[[ Document segment open ]]

Intelligent Automation ensures a predictable order-to-cash process

Such is the speed of introduction of new technologies that it’s a challenge for businesses to keep pace. As the newest innovation in finance, Intelligent Automation is one that organisations can’t afford to let pass by. It truly takes financial process automation to the next level. In addition to helping maintain a high-quality customer service, it also complements the existing skillset of finance professionals in the industry.

Marieke Saeij

While Robotic Process Automation (RPA) and Big Data are key innovations for the sector, IA can be likened to an additional layer that enhances existing technologies. By combining applications, this layer is capable of independently assessing situations and determining the appropriate process sequence. It can, for example, fully determine the risk of a specific customer, and can also predict at an early stage which invoices will be paid late, or even not at all, ensuring that finance professionals can then plan accordingly. The result is a reliable and predictable order-to-cash process.

 

The four steps to an IA-proof organisation

While the benefits of IA are numerous, implementing the technology can prove complex, although some are already treading the IA path without knowing it. In this instance it’s crucial to become aware and begin the purposeful process to full integration. Below are the four key steps to becoming fully IA-proof.

  1. Exploring the potential: Brainstorm where automation can be applied

Step one is to examine the extent to which automation can help your organisation. Blue sky thinking is the key here. What is the ideal relationship with the customer? What does the ideal order-to-cash process look like? In this phase, involving multiple departments from within the organisation is key, from management to operations. The finance professionals who have the most contact with customers are likely to have the strongest knowledge of which processes they would like to see automated. With no limits to ideas, it’s best to explore all the opportunities in the entire order-to-cash process and describe broadly the potential value to the organisation.

 

  1. Decipher which data and technology is needed

The second step is to map out which data and technology is required. Working with a specialist, either external or from the internal IT department, is beneficial at this stage to see where the opportunities lie. In many cases, off-the-shelf solutions are already readily available to help make the difference, so it pays to do the research and gain advice where possible.

[[ Document segment closed ]]

**Work instruction 1:** According to the order-to-cash article's paragraph that begins "While Robotic Process Automation", what can the IA layer do? List each capability.
**Work instruction 2:** Please continue the order-to-cash article from the point where it stops.
The listing after this point was taken from a separate source.

[[ Supplied data open ]]

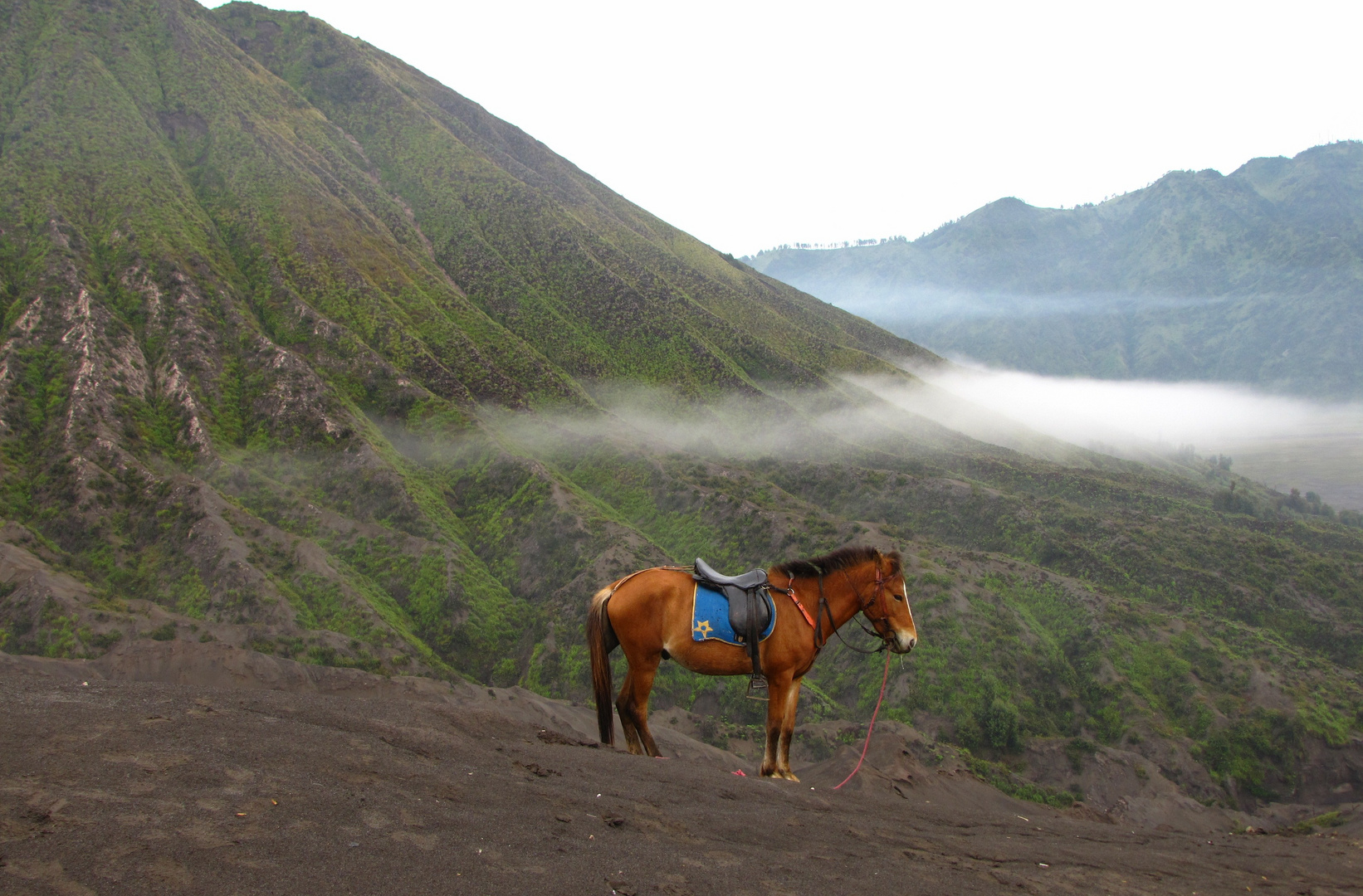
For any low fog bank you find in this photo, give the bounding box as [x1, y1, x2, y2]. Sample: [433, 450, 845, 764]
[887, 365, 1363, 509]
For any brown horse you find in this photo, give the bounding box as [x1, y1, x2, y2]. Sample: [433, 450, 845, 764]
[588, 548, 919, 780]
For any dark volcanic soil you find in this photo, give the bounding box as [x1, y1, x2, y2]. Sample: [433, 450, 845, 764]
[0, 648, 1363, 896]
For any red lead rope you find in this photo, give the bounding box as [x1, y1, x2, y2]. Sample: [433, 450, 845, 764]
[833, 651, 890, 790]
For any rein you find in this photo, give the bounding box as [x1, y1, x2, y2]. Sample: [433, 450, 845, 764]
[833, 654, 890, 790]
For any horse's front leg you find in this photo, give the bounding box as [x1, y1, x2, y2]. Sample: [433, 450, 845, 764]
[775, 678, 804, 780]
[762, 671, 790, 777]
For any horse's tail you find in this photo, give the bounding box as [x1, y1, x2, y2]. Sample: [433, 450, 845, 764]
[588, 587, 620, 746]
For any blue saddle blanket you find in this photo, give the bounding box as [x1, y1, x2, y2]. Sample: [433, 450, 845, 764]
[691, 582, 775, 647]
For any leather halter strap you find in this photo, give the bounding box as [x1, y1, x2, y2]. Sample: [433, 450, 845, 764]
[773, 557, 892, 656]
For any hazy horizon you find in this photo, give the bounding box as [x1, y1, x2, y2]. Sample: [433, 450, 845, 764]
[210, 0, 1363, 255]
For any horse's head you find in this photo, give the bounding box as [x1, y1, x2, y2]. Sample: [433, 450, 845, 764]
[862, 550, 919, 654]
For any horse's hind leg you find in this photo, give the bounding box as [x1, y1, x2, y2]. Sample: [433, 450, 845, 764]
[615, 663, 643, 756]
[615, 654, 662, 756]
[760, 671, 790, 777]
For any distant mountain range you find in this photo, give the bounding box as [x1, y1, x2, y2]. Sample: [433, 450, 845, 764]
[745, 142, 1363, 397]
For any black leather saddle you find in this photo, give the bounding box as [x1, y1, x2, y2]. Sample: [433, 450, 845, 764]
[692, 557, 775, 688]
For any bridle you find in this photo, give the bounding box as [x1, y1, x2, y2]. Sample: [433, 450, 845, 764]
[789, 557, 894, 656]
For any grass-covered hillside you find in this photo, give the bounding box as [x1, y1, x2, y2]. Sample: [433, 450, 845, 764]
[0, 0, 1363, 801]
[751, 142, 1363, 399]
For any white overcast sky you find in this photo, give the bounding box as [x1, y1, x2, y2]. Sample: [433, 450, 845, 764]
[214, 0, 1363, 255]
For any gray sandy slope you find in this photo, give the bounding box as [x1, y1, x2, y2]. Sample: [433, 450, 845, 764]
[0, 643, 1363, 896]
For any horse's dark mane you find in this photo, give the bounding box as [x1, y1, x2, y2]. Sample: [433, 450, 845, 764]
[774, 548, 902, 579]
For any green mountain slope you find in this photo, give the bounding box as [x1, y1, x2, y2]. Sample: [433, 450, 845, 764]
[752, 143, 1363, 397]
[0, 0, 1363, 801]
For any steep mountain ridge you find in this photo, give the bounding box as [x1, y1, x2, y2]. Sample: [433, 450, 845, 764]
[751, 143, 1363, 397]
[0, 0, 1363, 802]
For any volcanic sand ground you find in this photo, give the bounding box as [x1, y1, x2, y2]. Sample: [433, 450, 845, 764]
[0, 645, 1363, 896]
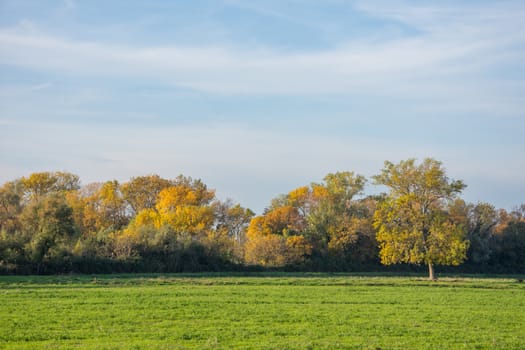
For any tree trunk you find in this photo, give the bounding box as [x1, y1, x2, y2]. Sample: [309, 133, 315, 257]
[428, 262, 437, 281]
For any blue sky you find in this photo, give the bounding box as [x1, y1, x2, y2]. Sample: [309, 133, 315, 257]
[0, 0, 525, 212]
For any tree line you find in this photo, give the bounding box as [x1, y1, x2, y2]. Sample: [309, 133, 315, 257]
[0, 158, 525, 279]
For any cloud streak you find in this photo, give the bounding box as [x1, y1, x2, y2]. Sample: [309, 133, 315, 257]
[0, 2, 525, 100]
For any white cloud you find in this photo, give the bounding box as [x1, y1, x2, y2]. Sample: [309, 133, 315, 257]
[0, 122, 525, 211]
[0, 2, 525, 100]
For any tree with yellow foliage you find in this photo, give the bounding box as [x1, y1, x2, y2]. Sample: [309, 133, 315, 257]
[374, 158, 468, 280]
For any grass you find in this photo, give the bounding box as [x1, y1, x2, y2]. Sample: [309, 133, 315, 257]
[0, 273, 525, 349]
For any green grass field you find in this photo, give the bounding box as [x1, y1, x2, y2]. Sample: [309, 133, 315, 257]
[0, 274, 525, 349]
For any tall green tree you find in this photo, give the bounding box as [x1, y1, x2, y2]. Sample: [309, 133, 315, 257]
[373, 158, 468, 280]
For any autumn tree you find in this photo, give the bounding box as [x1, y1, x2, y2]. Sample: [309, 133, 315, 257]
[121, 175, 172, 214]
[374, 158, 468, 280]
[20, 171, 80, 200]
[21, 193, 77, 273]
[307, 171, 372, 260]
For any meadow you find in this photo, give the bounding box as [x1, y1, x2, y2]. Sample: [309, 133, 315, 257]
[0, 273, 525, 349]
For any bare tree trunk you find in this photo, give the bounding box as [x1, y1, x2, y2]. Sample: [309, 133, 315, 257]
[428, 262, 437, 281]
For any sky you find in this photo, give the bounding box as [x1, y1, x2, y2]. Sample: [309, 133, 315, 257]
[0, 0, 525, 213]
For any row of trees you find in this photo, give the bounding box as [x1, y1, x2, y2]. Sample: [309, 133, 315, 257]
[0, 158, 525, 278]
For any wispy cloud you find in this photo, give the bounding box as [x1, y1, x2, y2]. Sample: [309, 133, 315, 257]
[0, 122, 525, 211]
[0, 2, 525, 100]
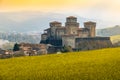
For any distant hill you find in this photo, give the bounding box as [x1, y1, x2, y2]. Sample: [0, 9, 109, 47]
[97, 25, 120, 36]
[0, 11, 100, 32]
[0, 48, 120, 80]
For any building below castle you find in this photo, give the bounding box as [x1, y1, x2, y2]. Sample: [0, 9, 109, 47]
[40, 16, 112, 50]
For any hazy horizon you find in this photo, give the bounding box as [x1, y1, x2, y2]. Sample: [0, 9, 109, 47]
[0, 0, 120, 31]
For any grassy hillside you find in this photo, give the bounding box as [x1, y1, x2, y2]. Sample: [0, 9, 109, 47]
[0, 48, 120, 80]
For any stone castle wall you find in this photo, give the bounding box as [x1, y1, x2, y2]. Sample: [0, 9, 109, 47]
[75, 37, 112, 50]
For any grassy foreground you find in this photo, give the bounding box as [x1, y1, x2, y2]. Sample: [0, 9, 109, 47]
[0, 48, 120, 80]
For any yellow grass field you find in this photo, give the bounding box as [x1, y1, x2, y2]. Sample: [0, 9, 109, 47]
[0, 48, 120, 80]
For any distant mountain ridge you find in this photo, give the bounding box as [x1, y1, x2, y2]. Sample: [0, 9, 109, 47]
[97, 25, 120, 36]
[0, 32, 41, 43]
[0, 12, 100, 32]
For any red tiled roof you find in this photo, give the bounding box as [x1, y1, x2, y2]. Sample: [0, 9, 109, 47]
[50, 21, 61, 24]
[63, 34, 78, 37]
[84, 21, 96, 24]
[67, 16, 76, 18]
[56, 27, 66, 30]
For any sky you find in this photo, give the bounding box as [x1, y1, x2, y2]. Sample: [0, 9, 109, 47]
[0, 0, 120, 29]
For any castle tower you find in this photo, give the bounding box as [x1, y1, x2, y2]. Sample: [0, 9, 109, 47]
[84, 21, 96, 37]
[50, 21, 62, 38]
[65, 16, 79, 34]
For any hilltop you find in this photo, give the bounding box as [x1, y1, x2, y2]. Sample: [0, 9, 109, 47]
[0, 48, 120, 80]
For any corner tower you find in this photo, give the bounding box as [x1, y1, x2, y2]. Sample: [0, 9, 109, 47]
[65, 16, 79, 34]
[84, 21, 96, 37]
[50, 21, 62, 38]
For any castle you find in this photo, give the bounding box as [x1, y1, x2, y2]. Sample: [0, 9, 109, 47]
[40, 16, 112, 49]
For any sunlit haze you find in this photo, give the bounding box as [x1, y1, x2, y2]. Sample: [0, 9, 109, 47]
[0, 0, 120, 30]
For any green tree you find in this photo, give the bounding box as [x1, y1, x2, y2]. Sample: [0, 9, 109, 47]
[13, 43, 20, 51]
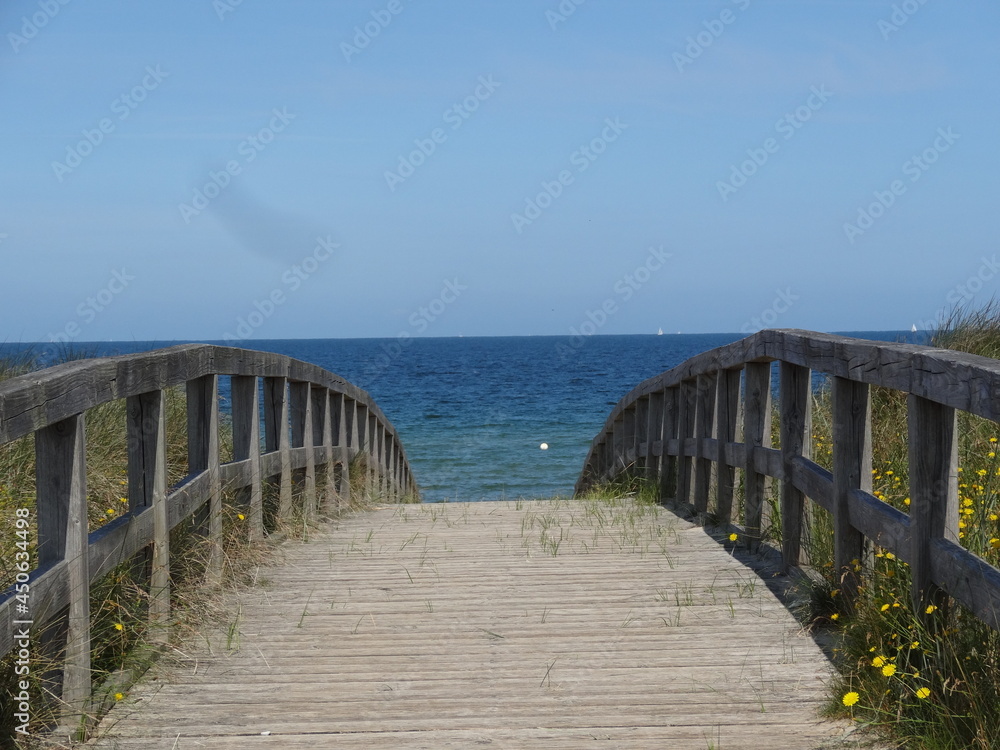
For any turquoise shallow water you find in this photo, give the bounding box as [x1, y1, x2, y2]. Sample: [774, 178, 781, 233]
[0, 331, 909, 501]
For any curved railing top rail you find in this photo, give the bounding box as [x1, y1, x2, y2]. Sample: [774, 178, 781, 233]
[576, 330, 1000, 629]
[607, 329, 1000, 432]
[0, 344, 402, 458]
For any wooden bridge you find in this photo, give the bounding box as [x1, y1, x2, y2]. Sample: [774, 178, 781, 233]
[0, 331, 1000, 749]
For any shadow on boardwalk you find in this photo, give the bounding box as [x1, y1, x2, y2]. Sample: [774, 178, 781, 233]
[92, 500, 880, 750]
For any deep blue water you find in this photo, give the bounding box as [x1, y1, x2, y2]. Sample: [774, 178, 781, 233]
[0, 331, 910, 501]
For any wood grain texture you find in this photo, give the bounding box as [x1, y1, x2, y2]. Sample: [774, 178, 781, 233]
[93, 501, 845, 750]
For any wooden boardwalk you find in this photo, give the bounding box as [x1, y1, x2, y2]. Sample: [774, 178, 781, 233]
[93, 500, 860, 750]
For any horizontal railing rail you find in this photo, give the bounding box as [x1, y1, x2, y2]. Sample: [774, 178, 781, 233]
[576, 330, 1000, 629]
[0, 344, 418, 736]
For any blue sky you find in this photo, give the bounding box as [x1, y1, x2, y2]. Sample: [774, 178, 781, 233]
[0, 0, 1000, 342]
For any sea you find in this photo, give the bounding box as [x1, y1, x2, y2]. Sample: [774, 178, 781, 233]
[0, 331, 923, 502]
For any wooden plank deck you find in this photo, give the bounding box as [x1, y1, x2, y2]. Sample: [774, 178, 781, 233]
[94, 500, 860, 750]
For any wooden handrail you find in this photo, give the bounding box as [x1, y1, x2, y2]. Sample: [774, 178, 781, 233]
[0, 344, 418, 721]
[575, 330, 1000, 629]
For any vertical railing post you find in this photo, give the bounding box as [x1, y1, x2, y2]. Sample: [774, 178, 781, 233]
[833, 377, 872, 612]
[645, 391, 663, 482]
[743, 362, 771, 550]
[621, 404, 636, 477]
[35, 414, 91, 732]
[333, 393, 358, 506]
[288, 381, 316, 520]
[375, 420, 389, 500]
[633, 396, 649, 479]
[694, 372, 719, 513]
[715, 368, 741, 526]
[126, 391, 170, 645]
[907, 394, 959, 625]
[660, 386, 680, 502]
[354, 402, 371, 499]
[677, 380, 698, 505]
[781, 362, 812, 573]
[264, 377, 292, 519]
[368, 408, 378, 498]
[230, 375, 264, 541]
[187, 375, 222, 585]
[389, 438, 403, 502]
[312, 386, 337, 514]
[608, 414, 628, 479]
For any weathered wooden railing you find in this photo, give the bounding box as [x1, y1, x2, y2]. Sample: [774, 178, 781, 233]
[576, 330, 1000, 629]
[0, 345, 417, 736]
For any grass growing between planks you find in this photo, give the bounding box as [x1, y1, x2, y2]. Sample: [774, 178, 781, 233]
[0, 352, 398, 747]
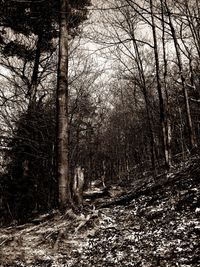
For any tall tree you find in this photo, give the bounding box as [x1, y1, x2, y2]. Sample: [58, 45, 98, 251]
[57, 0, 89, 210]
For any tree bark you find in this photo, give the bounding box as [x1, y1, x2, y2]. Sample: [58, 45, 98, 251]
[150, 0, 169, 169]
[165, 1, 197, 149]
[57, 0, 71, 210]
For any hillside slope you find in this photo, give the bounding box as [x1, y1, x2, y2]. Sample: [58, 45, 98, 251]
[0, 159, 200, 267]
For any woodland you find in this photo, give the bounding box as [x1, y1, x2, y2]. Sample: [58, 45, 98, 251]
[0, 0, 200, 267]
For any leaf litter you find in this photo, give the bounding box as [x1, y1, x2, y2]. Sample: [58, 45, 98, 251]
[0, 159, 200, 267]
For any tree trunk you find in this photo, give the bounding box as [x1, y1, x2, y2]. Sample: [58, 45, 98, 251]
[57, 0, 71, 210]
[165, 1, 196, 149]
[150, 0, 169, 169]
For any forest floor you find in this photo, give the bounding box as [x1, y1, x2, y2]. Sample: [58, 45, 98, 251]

[[ Supplied data closed ]]

**Task response 1:**
- Independently assess situations
- Determine the appropriate process sequence
- Fully determine the risk of a specific customer
- Predict at an early stage which invoices will be paid late, or even not at all

**Task response 2:**
 

  1. Firm up the strategy

With the plan mapped out, it’s time to fit the pieces of the puzzle together. Which technology and accompanying software is proving most valuable? It’s vital at this stage to analyse the results the organisation is achieving from deploying the right technology and software. It’s also important to outline any limitations and emphasising the potential risk of failure. This is the business case and the basis for the elevator pitch that will be presented to internal stakeholders.

 

  1. Draw up the roadmap and start benefitting from agility

The fourth and final step is prioritisation. The roadmap will describe step-by-step how to move from the undesired current situation to the desired end goal. In the first step, choosing a subproject that is relatively easy to achieve will help gain support from other departments within the business, and provide invaluable experience that can be applied to the more complex components that follow later. This agile approach facilitates a learn-by-doing mindset and allows the following steps to be tackled in a smarter and simpler way.

 

Effective preparation is half the battle

Exploring the potential of automation, mapping the required data and technology, establishing the strategy and laying out the roadmap are the four crucial steps to ensure the foundation for Intelligent Automation. Effective preparation and estimating which technology and accompanying software is needed will help to create a streamlined and error-free order-to-cash process. To ultimately save time and costs, empower finance professionals and maintain customer loyalty, the time for Intelligent Automation is now.